--- DATASET CONTENT Enclosed Below ---
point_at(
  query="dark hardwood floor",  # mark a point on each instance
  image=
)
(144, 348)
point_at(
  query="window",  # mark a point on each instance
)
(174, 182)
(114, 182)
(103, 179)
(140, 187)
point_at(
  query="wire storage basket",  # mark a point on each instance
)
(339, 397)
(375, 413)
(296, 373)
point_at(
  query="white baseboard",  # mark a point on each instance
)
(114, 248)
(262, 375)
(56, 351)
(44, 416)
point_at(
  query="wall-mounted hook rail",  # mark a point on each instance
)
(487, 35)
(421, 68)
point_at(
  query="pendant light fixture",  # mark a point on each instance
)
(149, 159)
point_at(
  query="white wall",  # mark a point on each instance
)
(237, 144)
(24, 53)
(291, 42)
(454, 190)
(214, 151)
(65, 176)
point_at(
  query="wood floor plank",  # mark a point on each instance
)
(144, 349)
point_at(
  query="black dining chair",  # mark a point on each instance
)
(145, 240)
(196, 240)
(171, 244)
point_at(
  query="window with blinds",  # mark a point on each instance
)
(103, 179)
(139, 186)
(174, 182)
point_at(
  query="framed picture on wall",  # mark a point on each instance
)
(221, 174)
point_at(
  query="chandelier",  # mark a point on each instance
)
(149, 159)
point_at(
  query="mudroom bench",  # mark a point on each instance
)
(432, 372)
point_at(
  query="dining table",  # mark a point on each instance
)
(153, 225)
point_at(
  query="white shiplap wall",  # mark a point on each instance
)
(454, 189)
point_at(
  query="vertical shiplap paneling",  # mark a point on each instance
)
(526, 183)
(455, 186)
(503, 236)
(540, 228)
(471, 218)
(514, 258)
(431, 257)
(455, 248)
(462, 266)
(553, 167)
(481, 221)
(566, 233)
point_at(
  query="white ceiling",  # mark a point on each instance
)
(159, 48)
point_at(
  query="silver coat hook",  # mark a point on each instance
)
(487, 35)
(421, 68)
--- End of Enclosed DATASET CONTENT ---
In this listing, how many lines contain "wall"? Give the number without explanation.

4